Cognitive therapy helps you identify automatic unrealistic thoughts and modify the interpretations and the meaning of the thoughts, resulting in a decrease of anxiety. I utilize several Cognitive Behavioral Therapy approaches including Rational Emotive Behavior Therapy, Cognitive Therapy, and Dialectic Behavior Therapy depending upon the nature of the issues we are working on and your needs.
In the first stage of Cognitive Therapy, you are taught to be aware of your worries and self talk by keeping a daily diary or journal, called a thought record. In the thought record, you will write down your thoughts, feelings, beliefs and the interpretations associated with them. Important details to record, if we would be working on anxiety issues, may include:
- what were you doing when the anxiety began?
- the content of the anxious thoughts,
- the meanings attributed to them, and
- what did you do in response to the feeling(s) and thoughts?
We will review the thought record and identify how the thoughts were interpreted. Using gentle reasoning and Socratic questioning, we will verbally challenge an unrealistic belief. This helps you to identify the cognitive distortion, typically a faulty assessment of danger, an exaggerated sense of responsibility, or fears that thinking something negative will make it come true.
Once you are able to more easily identify your self-talk, we may initiate a few behavioral experiments to identify and possibly restructure thinking about cause and effect. For example, if someone with Obsessive Compulsive Disorder, a form of anxiety, believes that smoking four cigarettes will prevent their family from being harmed in an auto accident, they may be asked to smoke only three cigarettes and then wait to see if family members are actually harmed that day in an auto accident. This experiment’s results can be used as a springboard for further discussion about other types of magical thinking. Over time, people learn to identify and re-evaluate beliefs about the possible consequences of engaging in or refraining from self-defeating behaviors and subsequently begin to decrease their anxious responses.

→ **Exercises to complete**
1) Duplicate the part of the passage on cognitive therapy that opens with the words containing "In the first" and closes with "the anxiety began?".
2) Render this sentence from the passage on cognitive therapy into Spanish: "We will review the thought record and identify how the thoughts were interpreted."

→ **Supplied data**
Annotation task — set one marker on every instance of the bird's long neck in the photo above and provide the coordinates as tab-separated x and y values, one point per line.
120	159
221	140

→ **Exercise results**
1)
In the first stage of Cognitive Therapy, you are taught to be aware of your worries and self talk by keeping a daily diary or journal, called a thought record. In the thought record, you will write down your thoughts, feelings, beliefs and the interpretations associated with them. Important details to record, if we would be working on anxiety issues, may include:
- what were you doing when the anxiety began?

2) Revisaremos el registro de pensamientos e identificaremos cómo se interpretaron los pensamientos.